▸ What the task asks
Every entry should come back exactly as written, minus the pictures.

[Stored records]
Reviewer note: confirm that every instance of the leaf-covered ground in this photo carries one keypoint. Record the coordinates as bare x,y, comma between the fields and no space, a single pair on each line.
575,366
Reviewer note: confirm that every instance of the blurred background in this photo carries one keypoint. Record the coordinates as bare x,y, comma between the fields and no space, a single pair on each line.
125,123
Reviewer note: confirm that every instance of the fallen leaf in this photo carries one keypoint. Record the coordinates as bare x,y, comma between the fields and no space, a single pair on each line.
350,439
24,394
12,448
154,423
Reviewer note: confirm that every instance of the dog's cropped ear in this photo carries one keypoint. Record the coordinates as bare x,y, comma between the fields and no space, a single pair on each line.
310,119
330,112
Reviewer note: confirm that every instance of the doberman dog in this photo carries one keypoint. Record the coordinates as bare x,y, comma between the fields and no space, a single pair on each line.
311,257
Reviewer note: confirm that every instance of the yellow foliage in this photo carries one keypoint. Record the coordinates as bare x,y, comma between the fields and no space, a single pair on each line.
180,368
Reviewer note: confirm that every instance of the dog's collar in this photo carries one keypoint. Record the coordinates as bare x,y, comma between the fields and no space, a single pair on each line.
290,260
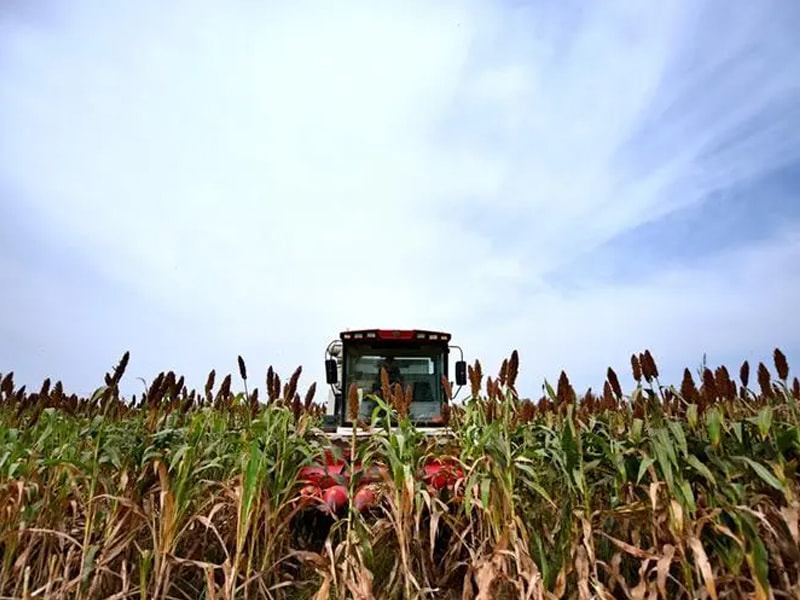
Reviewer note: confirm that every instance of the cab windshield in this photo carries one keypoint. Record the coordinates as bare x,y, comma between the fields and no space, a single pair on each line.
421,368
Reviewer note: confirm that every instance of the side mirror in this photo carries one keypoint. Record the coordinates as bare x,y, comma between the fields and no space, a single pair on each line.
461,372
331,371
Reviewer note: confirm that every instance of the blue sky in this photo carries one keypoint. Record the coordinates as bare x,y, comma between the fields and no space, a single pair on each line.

▸ Answer space
Reviewer note: confirm that every instance of the leaf-covered ground in this photo carries one keypoint. Record the coordinates as bare x,y, comma between the fields and no space, a single pair on each line.
575,366
Reviewer note: confirm that every instance of the blurred background in this photo carries one keypoint. Record the coordinates as bare x,y, comma between the fields and no space, a single pair on each line.
125,123
Reviewer note: confirm that every instance of the fallen leaf in this photo carries one keypoint. Record the coordinates as bare x,y, comma between the fields and no space, a single pair on each line.
350,439
24,394
12,448
154,423
Reviewer note: confirm that every instance of the dog's cropped ear in this photo carries one keypoint. Record the coordinates as bare x,y, comma between the fields and no space, a single pair on each line.
310,119
330,112
Reviewer note: confirm that every instance of the doberman dog in this photo carries one keypoint. Record the coordinates as bare x,y, comma between the fields and no space, a single pair on each line.
311,257
Reviewer note: confirm that every instance of the yellow foliage in this photo carries one keypoint. Record the coordinates as bare x,y, comma between the fields and no space, a single pair on each line.
180,368
Reviewer note: confirm that every instance of the dog's collar in this photo carries one keypoint. Record the coordinates as bare x,y, comma between the fields and no space, a single pair on each line.
290,260
Reviewer note: confirm that every instance of the cab windshield in this photo carries one keypoint. Record the coordinates as bare x,y, comma between the fields and no space, a single pair on each line.
421,368
Reviewer note: confirm that every instance of the side mirror in this photo carries one keypoint. Record the coordinates as bare x,y, comma between the fields and no space, a single pair on each line.
461,372
331,371
Reviewer note: confirm that every instance of the blue sky in this photo carries one keypoint. Record the coordinates as bare x,y, comma between the fields and no space, a single pair on each line.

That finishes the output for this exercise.